### AIM OF THE TASK
From the records below, set down exactly the lines starting with the line that contains "Look at the image and identify where the sink" and going on through the line that contains "Look at the image and identify where the sandy". Nothing else is wanted.

### DATA IN THIS EXERCISE
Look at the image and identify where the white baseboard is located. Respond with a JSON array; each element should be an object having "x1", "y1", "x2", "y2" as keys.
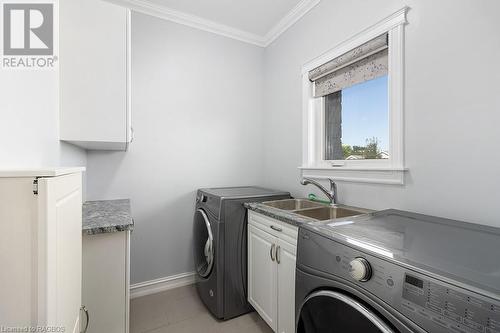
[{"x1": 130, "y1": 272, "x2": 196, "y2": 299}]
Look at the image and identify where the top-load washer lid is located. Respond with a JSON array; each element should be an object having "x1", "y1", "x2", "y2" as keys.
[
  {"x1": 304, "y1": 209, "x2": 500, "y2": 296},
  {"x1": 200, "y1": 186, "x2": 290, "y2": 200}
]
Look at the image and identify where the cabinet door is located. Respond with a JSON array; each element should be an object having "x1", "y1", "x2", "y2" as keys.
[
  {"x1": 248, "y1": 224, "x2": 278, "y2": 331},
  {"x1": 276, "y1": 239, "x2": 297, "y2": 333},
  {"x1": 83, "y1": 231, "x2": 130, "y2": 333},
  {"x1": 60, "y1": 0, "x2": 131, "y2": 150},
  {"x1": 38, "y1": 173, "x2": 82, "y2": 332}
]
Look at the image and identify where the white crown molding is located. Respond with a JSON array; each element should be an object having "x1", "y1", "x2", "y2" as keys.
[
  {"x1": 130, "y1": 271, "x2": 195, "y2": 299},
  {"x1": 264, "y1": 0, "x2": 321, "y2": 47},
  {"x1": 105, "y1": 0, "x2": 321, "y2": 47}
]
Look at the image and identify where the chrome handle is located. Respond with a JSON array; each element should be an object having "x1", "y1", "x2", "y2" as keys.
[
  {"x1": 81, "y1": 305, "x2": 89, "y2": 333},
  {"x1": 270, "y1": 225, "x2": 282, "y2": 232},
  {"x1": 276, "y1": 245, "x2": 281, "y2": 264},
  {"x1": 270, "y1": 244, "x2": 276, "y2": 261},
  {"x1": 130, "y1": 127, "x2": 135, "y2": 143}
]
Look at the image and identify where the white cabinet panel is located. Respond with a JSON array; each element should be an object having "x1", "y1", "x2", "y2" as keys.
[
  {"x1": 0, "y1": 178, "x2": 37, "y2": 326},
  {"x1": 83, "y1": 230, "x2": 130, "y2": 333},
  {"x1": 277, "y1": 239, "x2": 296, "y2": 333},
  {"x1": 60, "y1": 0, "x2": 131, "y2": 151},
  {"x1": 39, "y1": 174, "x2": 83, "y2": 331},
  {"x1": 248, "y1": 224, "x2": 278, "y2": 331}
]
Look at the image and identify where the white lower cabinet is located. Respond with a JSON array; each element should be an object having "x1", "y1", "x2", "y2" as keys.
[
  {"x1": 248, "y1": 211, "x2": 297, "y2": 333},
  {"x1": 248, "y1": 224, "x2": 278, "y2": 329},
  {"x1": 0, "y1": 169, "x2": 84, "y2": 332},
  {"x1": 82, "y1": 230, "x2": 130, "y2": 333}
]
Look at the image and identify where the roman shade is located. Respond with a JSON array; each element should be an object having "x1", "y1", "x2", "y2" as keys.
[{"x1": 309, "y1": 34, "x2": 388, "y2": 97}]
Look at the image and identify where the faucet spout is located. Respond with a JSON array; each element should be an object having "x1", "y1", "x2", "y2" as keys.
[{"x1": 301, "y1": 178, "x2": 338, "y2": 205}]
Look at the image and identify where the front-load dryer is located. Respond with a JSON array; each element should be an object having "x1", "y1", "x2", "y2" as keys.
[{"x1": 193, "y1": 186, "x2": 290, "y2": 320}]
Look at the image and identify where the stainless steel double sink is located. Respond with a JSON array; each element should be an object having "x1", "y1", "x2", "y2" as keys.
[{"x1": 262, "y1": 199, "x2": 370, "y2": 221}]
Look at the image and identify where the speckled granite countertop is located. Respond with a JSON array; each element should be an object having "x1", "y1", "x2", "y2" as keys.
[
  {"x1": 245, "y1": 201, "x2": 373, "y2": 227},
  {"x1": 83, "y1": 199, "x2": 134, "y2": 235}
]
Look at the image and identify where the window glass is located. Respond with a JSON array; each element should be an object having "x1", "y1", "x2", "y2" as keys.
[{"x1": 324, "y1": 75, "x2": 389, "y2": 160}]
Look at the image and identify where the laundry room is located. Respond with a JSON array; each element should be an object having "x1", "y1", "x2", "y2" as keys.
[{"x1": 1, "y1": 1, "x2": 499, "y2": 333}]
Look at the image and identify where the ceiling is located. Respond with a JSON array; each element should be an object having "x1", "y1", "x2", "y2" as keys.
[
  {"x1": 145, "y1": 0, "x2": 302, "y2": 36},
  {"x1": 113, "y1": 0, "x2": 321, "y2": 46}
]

* * *

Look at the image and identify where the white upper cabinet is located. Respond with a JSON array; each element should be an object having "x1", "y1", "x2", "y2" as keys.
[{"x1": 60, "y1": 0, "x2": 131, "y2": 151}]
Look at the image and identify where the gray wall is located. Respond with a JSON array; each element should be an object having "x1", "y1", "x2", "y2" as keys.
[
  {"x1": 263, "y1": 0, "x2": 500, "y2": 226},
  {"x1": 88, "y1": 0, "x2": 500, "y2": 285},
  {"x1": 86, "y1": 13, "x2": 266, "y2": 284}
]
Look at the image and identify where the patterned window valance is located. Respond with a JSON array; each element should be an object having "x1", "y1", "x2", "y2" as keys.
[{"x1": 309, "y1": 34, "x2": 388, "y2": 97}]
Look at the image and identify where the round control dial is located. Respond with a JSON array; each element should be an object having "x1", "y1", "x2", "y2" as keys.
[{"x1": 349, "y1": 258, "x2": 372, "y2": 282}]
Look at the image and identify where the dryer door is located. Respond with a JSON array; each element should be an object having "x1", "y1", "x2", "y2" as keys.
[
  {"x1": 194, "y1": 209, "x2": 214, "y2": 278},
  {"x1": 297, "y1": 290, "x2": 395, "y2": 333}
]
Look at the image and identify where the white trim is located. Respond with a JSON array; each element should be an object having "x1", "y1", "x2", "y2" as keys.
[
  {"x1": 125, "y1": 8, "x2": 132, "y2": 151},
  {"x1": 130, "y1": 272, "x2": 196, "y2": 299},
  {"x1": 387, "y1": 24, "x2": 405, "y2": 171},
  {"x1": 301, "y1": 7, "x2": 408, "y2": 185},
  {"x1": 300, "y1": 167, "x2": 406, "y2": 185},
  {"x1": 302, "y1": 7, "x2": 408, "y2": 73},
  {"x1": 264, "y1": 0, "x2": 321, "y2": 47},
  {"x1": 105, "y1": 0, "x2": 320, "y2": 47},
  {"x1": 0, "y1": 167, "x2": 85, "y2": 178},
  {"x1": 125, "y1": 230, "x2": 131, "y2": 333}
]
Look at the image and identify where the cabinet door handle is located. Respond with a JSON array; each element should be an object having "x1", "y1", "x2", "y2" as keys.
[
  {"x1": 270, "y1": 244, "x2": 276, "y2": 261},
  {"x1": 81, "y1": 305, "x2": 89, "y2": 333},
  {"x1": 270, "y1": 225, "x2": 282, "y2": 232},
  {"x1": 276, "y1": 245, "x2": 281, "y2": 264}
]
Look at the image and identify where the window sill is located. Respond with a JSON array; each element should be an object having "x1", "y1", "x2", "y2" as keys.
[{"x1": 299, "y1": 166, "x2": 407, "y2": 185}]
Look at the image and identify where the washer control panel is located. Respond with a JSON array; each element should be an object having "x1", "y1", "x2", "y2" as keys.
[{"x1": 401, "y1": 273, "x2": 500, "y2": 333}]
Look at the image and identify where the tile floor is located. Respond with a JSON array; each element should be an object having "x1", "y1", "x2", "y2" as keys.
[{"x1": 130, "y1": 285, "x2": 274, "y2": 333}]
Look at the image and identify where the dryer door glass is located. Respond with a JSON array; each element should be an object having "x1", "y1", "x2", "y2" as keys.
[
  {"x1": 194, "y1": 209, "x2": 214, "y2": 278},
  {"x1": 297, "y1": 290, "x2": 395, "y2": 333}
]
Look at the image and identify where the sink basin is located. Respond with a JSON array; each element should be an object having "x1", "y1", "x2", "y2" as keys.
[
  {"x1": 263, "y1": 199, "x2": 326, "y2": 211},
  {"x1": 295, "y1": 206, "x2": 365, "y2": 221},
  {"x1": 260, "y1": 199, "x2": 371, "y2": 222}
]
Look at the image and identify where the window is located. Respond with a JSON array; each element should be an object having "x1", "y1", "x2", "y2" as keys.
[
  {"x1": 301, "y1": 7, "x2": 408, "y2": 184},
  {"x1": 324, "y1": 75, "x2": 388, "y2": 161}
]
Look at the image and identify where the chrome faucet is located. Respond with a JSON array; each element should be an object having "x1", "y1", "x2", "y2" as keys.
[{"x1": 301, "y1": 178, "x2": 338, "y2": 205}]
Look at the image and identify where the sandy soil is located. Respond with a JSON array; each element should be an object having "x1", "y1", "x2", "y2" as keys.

* * *

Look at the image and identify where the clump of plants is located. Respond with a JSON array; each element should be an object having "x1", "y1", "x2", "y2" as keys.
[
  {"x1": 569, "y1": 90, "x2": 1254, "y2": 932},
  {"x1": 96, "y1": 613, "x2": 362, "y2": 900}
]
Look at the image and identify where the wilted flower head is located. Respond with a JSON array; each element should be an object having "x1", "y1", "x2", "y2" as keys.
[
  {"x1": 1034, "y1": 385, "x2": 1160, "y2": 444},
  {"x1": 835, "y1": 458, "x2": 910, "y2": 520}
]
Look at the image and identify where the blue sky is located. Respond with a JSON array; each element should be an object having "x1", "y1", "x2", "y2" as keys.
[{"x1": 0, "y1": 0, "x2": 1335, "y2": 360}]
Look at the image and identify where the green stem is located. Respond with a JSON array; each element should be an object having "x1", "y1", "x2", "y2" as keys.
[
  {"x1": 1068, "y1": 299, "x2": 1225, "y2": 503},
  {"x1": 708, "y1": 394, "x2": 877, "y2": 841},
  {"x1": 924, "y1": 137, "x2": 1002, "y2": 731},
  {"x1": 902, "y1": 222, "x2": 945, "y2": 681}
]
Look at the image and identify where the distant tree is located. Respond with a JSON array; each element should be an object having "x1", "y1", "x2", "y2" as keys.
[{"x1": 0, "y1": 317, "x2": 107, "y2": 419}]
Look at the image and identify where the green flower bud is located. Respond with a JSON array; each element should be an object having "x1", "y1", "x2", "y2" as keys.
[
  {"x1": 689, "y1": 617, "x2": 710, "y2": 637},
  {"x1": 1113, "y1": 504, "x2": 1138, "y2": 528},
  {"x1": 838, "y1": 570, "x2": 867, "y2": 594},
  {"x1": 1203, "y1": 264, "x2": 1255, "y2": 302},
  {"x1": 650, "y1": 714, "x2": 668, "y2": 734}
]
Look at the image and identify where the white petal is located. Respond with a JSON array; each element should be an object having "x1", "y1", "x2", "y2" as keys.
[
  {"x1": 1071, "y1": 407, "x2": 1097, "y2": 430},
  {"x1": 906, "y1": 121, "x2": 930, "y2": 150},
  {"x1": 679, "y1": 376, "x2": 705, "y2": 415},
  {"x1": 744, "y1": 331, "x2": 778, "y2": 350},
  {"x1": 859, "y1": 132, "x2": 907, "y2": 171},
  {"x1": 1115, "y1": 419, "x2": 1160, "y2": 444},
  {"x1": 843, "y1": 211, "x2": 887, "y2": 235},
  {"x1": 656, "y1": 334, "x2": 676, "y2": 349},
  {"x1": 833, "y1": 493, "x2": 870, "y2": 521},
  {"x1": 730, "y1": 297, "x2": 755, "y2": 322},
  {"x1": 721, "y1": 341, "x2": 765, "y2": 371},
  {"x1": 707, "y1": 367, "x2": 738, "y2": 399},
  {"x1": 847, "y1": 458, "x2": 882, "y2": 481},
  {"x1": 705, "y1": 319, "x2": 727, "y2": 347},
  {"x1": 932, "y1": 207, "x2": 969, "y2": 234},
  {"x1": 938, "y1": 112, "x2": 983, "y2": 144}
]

### ANSWER SPACE
Look at the image and identify where the sink basin is located. Respond with a JSON array; each element should be an object having "x1", "y1", "x2", "y2" as keys.
[
  {"x1": 263, "y1": 199, "x2": 326, "y2": 211},
  {"x1": 295, "y1": 206, "x2": 365, "y2": 221},
  {"x1": 260, "y1": 199, "x2": 371, "y2": 222}
]
Look at the image and identify where the window is located. Respond with a JSON array; each element should be an object having "x1", "y1", "x2", "y2" as keys.
[
  {"x1": 301, "y1": 7, "x2": 408, "y2": 184},
  {"x1": 324, "y1": 75, "x2": 388, "y2": 161}
]
Look at the image and identify where the chrome faucet is located. Respond with a JSON array; each element should be an object having "x1", "y1", "x2", "y2" as keys.
[{"x1": 301, "y1": 178, "x2": 338, "y2": 205}]
Look at the image and identify where the sandy soil is located. Respond with a JSON array; each element should be an object having "x1", "y1", "x2", "y2" as keys.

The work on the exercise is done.